* [DATASET]:
## START

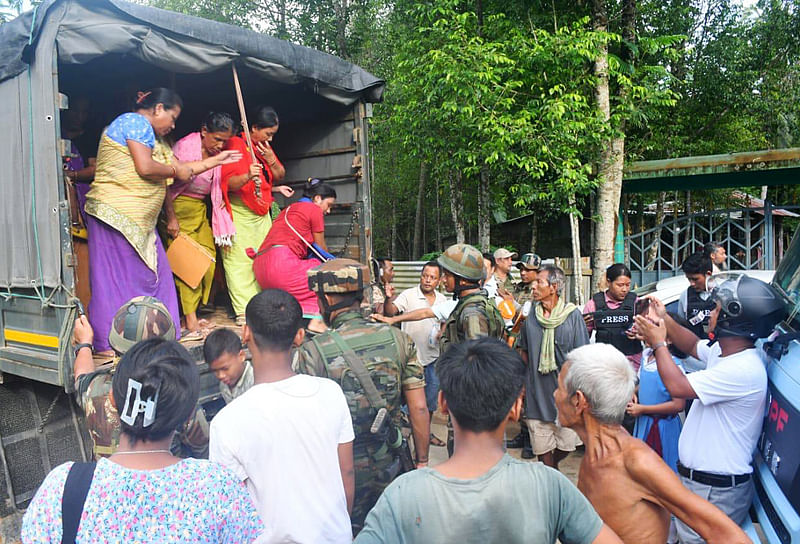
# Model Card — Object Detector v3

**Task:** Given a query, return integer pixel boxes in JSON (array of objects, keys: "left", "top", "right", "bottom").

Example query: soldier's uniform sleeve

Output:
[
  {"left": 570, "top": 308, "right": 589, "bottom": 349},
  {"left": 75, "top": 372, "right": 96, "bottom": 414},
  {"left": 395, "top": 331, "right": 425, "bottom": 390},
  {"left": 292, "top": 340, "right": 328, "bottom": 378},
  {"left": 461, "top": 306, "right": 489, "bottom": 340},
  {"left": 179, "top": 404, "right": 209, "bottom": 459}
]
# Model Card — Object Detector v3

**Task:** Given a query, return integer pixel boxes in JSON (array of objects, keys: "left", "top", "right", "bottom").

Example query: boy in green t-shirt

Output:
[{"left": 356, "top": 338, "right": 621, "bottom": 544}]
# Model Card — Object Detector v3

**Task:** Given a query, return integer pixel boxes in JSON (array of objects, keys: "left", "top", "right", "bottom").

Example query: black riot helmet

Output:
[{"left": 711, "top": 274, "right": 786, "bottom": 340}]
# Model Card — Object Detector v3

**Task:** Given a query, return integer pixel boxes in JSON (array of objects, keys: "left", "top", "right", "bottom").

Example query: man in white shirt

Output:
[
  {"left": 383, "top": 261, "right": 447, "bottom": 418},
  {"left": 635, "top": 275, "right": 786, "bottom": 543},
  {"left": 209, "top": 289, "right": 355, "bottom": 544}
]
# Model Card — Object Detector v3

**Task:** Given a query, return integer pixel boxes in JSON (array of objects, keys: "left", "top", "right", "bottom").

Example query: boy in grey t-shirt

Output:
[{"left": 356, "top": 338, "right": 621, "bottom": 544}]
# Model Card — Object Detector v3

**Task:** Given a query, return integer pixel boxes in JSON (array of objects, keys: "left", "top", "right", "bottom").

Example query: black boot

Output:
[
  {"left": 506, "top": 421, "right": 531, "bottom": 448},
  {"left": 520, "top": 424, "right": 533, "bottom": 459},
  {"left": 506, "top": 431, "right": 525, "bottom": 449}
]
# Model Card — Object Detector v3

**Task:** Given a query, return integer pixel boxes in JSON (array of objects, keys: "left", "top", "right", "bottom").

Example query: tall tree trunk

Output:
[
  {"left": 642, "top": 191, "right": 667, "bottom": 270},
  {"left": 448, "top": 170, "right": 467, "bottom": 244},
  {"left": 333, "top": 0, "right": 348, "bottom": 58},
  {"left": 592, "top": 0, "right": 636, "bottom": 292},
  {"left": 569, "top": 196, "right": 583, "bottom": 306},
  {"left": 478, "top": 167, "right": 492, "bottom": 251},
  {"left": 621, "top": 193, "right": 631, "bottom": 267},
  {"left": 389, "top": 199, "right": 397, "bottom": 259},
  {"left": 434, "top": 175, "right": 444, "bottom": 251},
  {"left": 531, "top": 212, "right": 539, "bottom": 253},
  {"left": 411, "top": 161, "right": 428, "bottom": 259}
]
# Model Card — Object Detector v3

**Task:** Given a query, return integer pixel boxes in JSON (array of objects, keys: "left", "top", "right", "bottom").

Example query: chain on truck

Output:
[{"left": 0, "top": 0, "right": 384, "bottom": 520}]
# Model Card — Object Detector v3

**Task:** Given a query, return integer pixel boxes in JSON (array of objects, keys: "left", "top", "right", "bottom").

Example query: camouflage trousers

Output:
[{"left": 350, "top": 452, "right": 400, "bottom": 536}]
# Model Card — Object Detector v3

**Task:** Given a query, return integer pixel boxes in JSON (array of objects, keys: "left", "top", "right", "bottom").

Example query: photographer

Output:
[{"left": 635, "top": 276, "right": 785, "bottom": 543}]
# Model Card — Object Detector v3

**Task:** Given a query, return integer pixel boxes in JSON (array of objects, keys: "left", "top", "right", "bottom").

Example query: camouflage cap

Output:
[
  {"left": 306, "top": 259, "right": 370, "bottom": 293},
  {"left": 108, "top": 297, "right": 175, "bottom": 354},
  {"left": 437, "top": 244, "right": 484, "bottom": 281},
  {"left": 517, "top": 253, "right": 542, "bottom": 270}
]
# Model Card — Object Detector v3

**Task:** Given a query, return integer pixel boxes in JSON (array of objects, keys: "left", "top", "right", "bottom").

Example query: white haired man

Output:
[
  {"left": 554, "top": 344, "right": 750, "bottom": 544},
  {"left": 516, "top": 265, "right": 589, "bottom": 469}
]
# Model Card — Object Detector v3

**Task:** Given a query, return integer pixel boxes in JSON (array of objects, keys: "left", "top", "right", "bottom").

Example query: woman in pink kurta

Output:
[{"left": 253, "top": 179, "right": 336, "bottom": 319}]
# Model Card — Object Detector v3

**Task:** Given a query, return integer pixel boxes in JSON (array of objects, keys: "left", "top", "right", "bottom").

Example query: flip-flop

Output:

## END

* [WHAT NEEDS TO BE DONE]: Pick out every line in the rows above that contains the word "black", matching case exactly, and copy each one out.

* [THE ANSWER]:
Example query: black riot helmet
Example query: black boot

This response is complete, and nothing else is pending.